### I tuoi compiti
1. Trascrivi senza modifiche il passo dell'estratto sull'intervista a Maria che comincia con "La correlazione tra" e termina con "e il nuovo.".
2. Filtra i record e riporta ogni riga che contiene la parola "dark", distinguendo tra maiuscole e minuscole.

### Estratto della pagina
· · · ·

La correlazione tra la struttura socio-economica e la relativa resistenza di Tonara alle trasformazioni in corso è, a mio avviso, abbastanza fragile e non viene approfondita [3]. Ma questo paese è per Clara il luogo giusto per raccogliere dalla voce di Maria, che ricorda e osserva la complessa convivenza e il denso intreccio tra il vecchio e il nuovo.
3. Dare voce, nel senso letterale della parola, al punto di vista di Maria
Intervista a Maria nasce come trasmissione radiofonica. L’intervista, registrata a Tonara tra il 2 e il 6 ottobre 1979, era stata commissionata a Clara Gallini da Rai 3, che le aveva affidato la cura di alcune puntate della trasmissione radiofonica “Noi, voi, loro. Donna”, curata e condotta dalla giornalista Licia Conte tra il 1978 al 1982 nel momento più alto del movimento femminista.

· · · ·

[Record da una fonte di dati]

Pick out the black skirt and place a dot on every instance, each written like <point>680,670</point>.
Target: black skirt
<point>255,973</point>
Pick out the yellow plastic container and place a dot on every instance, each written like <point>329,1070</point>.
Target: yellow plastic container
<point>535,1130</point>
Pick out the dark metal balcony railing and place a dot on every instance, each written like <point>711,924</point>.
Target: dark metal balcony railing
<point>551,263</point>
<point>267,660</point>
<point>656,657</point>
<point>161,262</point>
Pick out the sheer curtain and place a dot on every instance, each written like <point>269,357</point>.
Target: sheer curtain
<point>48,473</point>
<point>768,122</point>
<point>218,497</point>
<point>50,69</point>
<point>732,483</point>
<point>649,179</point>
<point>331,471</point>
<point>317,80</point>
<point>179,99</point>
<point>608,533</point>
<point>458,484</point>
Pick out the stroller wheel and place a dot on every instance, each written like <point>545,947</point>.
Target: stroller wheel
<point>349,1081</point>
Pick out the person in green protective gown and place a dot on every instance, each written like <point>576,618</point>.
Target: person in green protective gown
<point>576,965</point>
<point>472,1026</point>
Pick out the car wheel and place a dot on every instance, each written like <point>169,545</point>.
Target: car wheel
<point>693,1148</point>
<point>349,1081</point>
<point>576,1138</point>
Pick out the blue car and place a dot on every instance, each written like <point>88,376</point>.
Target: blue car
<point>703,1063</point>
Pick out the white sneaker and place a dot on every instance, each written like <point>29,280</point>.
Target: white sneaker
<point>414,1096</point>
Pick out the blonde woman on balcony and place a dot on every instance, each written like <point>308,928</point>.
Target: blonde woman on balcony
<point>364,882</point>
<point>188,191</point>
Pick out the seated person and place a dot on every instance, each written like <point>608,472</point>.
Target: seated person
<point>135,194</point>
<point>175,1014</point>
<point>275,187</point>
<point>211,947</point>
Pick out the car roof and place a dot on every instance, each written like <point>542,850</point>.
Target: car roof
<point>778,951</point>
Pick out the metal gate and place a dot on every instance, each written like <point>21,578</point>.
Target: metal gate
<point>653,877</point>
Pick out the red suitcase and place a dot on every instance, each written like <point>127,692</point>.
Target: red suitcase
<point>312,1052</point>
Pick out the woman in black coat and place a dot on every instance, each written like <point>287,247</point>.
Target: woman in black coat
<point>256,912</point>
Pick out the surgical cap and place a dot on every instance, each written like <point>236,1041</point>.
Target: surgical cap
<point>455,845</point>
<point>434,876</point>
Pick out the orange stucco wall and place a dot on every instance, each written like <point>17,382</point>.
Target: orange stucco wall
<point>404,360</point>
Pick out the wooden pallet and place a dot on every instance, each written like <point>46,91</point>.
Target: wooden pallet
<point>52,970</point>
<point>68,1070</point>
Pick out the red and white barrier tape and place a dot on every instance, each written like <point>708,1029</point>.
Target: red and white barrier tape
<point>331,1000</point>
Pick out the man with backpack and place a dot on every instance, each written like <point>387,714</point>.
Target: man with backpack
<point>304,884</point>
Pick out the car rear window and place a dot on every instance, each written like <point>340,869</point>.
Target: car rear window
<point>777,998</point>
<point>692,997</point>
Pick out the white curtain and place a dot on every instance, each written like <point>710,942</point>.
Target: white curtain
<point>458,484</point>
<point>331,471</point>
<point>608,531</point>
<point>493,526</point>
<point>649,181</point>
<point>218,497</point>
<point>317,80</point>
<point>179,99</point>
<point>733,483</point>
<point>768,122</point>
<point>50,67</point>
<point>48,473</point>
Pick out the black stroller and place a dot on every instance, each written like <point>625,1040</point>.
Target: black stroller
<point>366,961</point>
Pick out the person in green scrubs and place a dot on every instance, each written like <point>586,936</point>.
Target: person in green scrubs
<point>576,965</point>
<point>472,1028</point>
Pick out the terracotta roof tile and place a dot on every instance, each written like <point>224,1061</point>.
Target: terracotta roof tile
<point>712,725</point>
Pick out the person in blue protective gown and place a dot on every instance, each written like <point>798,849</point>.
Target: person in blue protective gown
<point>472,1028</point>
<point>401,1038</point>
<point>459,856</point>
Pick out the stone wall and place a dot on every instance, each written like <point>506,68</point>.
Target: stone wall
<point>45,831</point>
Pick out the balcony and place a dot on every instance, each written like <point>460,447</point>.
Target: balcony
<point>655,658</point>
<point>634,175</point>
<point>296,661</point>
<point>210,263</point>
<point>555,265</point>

· · · ·

### Soluzioni
1.
La correlazione tra la struttura socio-economica e la relativa resistenza di Tonara alle trasformazioni in corso è, a mio avviso, abbastanza fragile e non viene approfondita [3]. Ma questo paese è per Clara il luogo giusto per raccogliere dalla voce di Maria, che ricorda e osserva la complessa convivenza e il denso intreccio tra il vecchio e il nuovo.

2.
Pick out the dark metal balcony railing and place a dot on every instance, each written like <point>711,924</point>.
Target: dark metal balcony railing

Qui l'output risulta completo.